◆ GOAL: Take the line that contains "the red and" and every line after it in the material below, and quote them exactly.

◆ SUPPLIED MATERIAL:
• • • • • • •

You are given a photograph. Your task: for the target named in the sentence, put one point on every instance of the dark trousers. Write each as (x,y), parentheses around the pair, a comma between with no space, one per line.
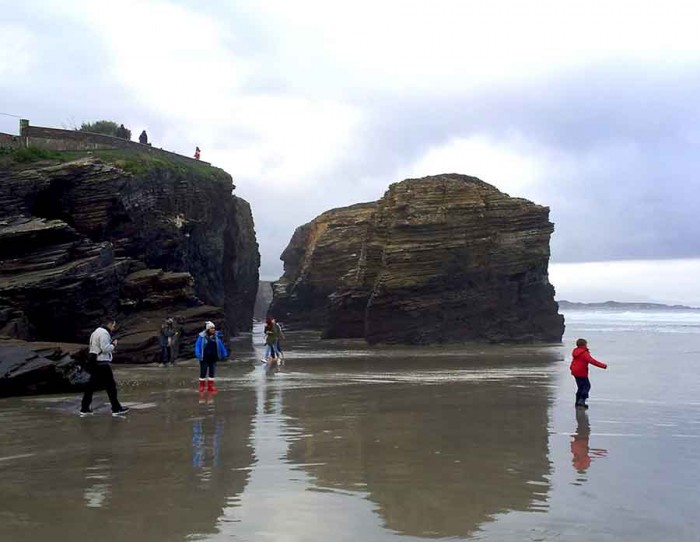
(583,386)
(165,354)
(101,376)
(207,365)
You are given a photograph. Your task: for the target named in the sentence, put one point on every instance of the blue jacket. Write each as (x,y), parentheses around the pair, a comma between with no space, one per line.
(199,346)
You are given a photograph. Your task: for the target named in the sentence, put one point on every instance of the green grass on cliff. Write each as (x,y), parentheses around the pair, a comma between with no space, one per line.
(137,163)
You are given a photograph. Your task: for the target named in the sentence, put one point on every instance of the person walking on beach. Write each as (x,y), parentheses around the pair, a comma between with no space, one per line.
(99,366)
(579,369)
(209,349)
(166,339)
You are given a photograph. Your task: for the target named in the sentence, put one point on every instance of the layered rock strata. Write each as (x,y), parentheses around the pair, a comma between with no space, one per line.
(438,259)
(87,238)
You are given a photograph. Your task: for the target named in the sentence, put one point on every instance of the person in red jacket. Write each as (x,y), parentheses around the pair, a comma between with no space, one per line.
(579,369)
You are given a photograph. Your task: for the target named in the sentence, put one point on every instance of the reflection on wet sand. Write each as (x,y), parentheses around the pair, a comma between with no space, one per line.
(160,475)
(438,461)
(582,453)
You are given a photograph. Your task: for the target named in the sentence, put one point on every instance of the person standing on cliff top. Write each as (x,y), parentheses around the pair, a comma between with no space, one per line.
(99,366)
(579,370)
(209,349)
(122,132)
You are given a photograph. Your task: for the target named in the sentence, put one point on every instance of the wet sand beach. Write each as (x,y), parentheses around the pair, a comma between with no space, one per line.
(347,442)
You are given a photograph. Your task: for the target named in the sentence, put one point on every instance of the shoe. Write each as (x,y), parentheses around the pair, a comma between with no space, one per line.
(122,410)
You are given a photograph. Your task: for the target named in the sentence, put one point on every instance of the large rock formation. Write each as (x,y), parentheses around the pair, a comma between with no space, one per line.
(137,238)
(437,259)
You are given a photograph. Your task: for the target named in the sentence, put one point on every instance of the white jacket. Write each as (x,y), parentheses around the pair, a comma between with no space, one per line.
(101,344)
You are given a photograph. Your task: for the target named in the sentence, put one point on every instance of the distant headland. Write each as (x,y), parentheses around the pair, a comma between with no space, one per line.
(620,306)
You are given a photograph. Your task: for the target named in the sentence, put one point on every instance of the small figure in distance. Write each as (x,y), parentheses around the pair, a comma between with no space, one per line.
(579,369)
(270,342)
(99,366)
(208,349)
(166,339)
(278,343)
(122,132)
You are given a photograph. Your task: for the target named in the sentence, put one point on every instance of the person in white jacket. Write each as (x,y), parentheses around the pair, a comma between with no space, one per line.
(100,369)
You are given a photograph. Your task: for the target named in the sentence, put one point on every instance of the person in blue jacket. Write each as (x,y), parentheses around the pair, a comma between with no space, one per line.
(209,349)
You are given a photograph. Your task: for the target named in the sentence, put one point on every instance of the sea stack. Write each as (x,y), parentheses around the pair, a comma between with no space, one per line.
(446,258)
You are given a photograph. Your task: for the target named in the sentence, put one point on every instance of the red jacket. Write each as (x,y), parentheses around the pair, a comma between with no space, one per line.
(582,357)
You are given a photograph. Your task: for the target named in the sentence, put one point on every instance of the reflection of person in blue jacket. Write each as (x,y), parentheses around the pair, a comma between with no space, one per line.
(208,349)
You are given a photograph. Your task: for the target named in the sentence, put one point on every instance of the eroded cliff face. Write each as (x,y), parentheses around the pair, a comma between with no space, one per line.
(438,259)
(84,239)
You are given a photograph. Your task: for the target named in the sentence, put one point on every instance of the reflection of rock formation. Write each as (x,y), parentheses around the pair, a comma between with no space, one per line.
(437,259)
(131,479)
(437,462)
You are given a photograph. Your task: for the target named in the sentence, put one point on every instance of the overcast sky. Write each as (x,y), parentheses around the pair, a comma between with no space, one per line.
(588,107)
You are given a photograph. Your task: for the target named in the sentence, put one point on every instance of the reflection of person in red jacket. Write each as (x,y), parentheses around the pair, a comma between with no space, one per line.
(579,368)
(580,451)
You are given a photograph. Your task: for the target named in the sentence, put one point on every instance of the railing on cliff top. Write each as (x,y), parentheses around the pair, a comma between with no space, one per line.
(55,139)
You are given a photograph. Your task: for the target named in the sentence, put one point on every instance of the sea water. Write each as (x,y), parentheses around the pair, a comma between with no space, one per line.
(347,442)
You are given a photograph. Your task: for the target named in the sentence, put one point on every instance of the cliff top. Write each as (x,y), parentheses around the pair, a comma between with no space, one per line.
(129,160)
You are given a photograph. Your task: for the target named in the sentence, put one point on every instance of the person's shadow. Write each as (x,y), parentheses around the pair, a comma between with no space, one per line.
(582,453)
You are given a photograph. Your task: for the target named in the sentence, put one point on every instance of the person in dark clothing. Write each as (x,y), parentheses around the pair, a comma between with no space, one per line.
(167,340)
(209,349)
(271,339)
(99,366)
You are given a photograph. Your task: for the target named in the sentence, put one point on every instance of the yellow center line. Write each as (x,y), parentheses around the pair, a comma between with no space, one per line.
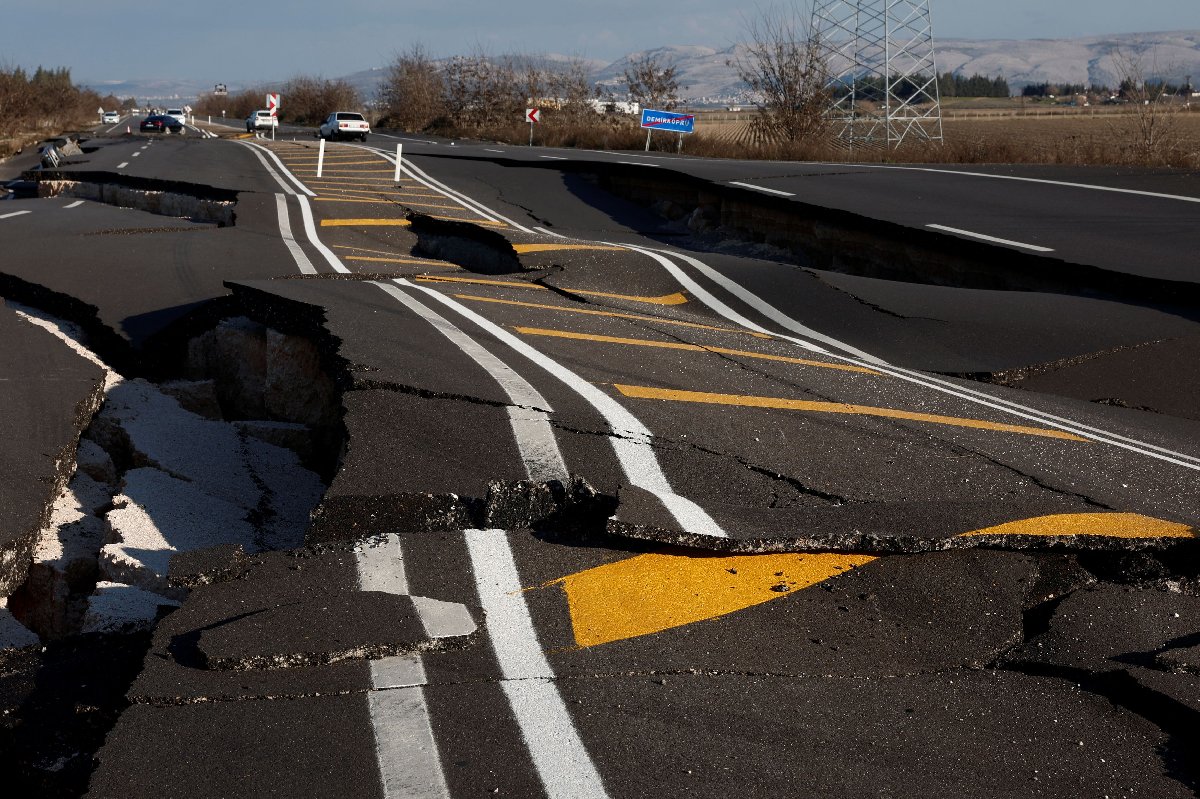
(348,172)
(361,200)
(1115,526)
(365,223)
(690,348)
(780,403)
(407,202)
(616,314)
(658,592)
(328,162)
(352,181)
(549,247)
(666,299)
(402,260)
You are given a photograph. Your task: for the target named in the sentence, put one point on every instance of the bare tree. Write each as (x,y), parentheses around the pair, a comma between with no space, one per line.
(786,70)
(574,91)
(1155,136)
(412,91)
(652,82)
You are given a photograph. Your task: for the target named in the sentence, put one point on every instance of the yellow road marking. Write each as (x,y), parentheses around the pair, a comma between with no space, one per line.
(364,223)
(611,313)
(1114,526)
(645,392)
(408,202)
(402,260)
(666,299)
(353,181)
(653,593)
(360,172)
(377,200)
(328,162)
(690,348)
(545,247)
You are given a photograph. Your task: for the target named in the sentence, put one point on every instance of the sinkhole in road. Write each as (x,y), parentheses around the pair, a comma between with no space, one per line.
(193,202)
(228,443)
(732,218)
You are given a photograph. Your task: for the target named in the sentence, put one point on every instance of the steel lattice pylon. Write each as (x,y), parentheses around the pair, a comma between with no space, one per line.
(881,56)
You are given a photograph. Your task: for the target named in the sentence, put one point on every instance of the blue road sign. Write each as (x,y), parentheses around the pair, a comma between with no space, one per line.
(669,121)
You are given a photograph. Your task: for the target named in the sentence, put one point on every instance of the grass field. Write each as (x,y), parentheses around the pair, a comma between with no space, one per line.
(997,134)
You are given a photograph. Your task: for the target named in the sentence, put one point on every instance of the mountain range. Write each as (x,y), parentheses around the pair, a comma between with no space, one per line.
(708,77)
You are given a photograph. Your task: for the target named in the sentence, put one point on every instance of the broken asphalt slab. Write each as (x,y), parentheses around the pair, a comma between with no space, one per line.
(48,395)
(285,624)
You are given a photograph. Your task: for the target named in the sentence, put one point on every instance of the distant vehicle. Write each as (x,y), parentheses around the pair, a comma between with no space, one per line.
(161,124)
(346,125)
(261,119)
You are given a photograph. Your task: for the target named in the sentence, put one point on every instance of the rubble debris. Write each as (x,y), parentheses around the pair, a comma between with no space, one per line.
(359,625)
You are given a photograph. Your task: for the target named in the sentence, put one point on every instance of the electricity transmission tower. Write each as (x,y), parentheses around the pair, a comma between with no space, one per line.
(881,55)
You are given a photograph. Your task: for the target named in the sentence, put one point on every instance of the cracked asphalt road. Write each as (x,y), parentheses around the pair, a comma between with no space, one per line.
(637,520)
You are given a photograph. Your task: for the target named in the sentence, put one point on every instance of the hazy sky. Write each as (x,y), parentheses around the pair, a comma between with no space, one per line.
(241,41)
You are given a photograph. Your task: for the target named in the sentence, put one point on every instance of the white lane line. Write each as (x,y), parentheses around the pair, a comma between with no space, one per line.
(991,239)
(303,263)
(468,203)
(1092,187)
(311,230)
(633,442)
(762,188)
(406,751)
(910,376)
(528,413)
(259,149)
(563,763)
(753,300)
(270,170)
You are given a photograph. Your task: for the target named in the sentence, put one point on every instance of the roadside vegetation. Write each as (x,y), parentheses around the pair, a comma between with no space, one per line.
(1146,120)
(42,104)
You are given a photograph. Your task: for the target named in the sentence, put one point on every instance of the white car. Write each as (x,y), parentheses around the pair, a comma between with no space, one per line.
(261,119)
(345,125)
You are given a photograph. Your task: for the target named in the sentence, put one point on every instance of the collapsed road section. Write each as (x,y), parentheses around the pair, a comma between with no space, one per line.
(526,515)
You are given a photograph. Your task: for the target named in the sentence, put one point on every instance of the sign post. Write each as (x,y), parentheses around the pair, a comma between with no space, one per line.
(533,115)
(655,120)
(273,104)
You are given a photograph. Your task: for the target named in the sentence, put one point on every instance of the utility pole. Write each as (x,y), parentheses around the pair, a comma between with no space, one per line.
(881,54)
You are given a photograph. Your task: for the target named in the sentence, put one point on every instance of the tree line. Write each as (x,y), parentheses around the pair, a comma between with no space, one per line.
(46,102)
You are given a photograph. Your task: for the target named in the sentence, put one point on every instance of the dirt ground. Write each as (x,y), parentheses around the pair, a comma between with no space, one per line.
(1078,136)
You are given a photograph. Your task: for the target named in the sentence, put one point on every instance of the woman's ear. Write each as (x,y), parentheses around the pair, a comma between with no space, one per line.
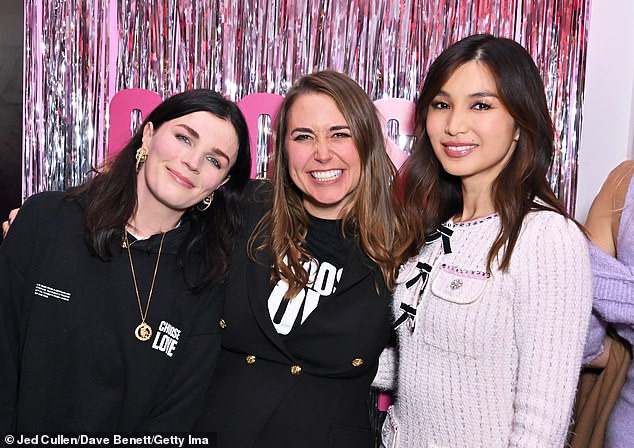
(148,132)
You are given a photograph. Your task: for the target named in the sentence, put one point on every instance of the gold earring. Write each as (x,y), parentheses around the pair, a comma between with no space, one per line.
(205,203)
(141,157)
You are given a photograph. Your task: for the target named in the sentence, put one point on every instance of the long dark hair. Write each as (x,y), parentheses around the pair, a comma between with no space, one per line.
(111,196)
(369,215)
(522,185)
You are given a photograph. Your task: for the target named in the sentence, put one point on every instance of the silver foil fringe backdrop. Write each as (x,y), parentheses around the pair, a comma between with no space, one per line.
(78,53)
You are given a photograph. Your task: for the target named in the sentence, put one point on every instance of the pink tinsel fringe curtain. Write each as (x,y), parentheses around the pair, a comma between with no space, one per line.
(78,53)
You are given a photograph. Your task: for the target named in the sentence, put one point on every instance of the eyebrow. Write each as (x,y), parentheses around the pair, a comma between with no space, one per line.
(214,150)
(190,130)
(332,128)
(483,94)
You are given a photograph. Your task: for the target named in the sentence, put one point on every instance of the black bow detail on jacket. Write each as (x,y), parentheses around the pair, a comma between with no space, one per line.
(443,232)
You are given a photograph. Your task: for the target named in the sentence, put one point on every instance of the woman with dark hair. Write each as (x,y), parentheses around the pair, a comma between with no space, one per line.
(307,308)
(109,302)
(492,307)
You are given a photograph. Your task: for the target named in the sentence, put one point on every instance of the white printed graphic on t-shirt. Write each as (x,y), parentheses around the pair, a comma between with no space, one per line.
(322,282)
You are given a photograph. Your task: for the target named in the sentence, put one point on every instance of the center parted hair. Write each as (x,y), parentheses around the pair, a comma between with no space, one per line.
(522,185)
(369,215)
(111,196)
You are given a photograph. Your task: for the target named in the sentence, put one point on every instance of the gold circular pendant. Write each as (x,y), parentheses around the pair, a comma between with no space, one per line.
(143,332)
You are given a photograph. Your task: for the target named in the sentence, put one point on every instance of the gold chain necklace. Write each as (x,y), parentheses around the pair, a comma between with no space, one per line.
(143,331)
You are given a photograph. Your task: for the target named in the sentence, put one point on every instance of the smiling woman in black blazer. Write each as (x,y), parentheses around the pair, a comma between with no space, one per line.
(307,300)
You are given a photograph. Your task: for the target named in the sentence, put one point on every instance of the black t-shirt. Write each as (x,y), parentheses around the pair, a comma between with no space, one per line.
(329,248)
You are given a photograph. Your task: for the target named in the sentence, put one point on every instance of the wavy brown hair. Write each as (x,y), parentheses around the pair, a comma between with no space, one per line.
(522,185)
(368,217)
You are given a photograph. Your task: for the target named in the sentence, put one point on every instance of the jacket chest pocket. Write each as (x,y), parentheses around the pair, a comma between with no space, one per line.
(454,312)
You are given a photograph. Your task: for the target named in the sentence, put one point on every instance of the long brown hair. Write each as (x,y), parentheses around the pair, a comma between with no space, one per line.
(522,185)
(369,215)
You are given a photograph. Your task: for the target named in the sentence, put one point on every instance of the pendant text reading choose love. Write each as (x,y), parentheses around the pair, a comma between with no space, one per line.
(143,332)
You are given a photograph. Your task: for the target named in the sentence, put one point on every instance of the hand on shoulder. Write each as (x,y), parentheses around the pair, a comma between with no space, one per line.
(6,224)
(604,216)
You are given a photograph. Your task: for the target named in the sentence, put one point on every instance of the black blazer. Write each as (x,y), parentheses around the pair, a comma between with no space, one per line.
(310,388)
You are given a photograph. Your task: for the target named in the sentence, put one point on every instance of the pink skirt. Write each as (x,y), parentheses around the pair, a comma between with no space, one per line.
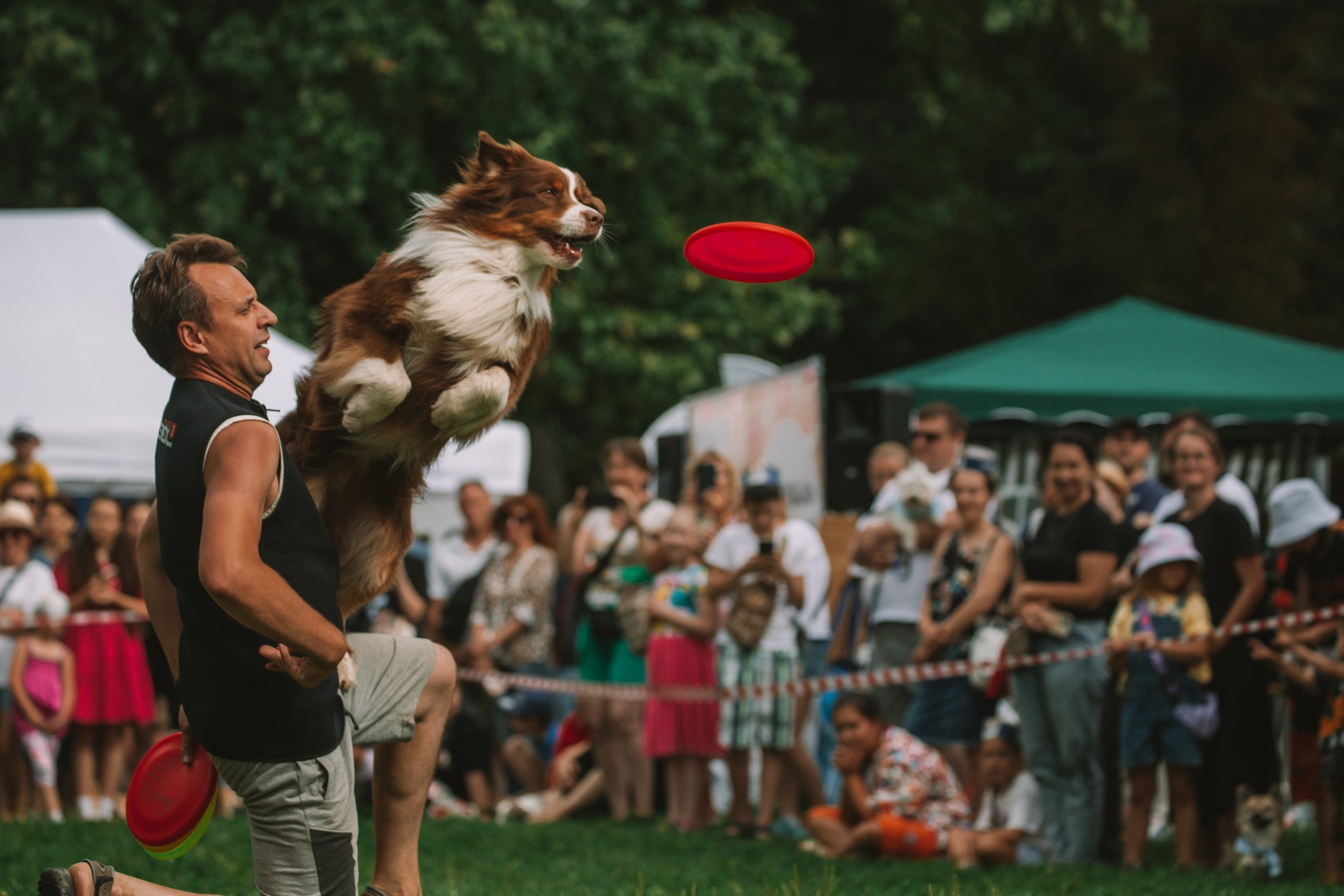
(674,727)
(112,675)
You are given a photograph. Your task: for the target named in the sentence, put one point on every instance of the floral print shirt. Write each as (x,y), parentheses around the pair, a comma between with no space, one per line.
(910,779)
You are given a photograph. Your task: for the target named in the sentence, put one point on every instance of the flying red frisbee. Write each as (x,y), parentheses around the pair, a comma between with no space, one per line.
(749,251)
(170,805)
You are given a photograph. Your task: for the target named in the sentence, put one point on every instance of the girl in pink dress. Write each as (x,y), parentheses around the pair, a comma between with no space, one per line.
(113,686)
(683,623)
(42,680)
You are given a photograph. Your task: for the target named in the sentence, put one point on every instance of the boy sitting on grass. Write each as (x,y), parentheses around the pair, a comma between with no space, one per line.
(1009,828)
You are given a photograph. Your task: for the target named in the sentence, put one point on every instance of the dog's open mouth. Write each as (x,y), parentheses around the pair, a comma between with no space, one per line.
(568,248)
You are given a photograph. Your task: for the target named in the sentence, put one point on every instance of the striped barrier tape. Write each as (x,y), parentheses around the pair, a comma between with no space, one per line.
(866,679)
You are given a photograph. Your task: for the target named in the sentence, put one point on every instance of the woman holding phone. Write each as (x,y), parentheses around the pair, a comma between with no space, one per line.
(113,686)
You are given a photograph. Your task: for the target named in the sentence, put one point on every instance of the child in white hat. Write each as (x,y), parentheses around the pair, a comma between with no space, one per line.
(1164,707)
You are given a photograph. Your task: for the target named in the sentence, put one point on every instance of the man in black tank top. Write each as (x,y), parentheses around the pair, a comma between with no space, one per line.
(239,578)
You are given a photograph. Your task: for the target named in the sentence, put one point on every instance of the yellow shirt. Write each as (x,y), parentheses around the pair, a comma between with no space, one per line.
(1194,623)
(34,471)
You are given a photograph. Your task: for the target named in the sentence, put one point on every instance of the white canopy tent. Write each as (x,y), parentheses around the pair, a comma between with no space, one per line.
(73,368)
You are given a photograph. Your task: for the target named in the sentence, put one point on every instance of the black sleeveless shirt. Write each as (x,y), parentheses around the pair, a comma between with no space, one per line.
(237,707)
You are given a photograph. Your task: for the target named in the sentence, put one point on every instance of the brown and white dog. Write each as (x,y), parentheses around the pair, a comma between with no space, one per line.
(435,344)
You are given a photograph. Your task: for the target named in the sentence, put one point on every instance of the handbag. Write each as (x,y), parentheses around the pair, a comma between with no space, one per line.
(1193,705)
(749,617)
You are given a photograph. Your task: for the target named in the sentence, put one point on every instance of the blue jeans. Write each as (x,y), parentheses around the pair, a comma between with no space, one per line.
(1061,738)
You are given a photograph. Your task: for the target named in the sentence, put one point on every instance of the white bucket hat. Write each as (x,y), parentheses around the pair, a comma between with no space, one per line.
(1297,508)
(1166,543)
(17,515)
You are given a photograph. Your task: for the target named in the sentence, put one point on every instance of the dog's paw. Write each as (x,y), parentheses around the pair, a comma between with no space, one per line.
(371,390)
(474,402)
(346,672)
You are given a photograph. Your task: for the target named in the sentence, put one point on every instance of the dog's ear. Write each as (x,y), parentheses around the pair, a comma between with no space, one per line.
(491,156)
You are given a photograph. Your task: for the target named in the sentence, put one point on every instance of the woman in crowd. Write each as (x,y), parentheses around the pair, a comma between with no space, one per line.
(1233,577)
(457,559)
(972,573)
(113,681)
(511,623)
(57,530)
(714,489)
(685,621)
(1066,567)
(898,798)
(26,585)
(609,543)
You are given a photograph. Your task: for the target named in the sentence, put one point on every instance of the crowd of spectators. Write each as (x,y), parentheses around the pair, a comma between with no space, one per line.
(1127,551)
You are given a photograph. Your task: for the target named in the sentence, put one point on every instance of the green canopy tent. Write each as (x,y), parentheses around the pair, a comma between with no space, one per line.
(1133,358)
(1278,402)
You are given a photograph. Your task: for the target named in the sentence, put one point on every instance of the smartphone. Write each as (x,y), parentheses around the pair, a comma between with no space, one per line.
(706,477)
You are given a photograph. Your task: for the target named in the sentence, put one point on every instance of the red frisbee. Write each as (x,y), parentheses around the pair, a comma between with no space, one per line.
(167,803)
(749,251)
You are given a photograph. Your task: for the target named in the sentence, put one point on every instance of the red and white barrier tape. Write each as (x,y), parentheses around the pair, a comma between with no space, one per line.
(75,620)
(866,679)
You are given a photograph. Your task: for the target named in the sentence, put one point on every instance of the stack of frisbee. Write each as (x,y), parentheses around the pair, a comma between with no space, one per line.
(170,804)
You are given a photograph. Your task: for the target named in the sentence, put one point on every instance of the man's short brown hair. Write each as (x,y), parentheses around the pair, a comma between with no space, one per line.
(163,293)
(956,422)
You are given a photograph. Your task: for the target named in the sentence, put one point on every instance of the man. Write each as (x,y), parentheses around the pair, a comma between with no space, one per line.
(461,556)
(897,594)
(1129,446)
(239,579)
(26,442)
(1229,488)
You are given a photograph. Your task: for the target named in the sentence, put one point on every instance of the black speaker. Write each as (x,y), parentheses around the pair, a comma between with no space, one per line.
(671,467)
(857,421)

• • • • • • •

◆ ANSWER TO THE PROBLEM:
You are given a photograph. Your task: for the target named in the sentence, put one point on every instance of the red and white barrier tape. Write each as (x,y), parentheses around the pair, a comma between with no space, one per line.
(75,620)
(866,679)
You are given a photograph. Your task: for the target named in the sentence, put one point on every instance of the stack of frisbee. Write each as (x,y), parentheses around the pair, a comma between with no space, one per line.
(170,804)
You are given a photograph. Your task: for the target named in the sentence, put one point on every instance of the man's short brown hair. Write each as (x,y), parentheses around the pair, a comma between with no space, one per line.
(163,293)
(956,422)
You are given a photograph. Your task: for the target named in the sentence, put one point on every instance of the man. Write each as (x,y), parentheses around the pair, a comma between with no space, one per line.
(461,556)
(897,594)
(1129,446)
(239,579)
(26,442)
(1229,488)
You are given a photograph. Your task: for the target named in the sentence, put one point on every instance of the black speaker. Write each as (x,y), parentheses around the pair, a comma between with no space, one per line.
(671,467)
(857,421)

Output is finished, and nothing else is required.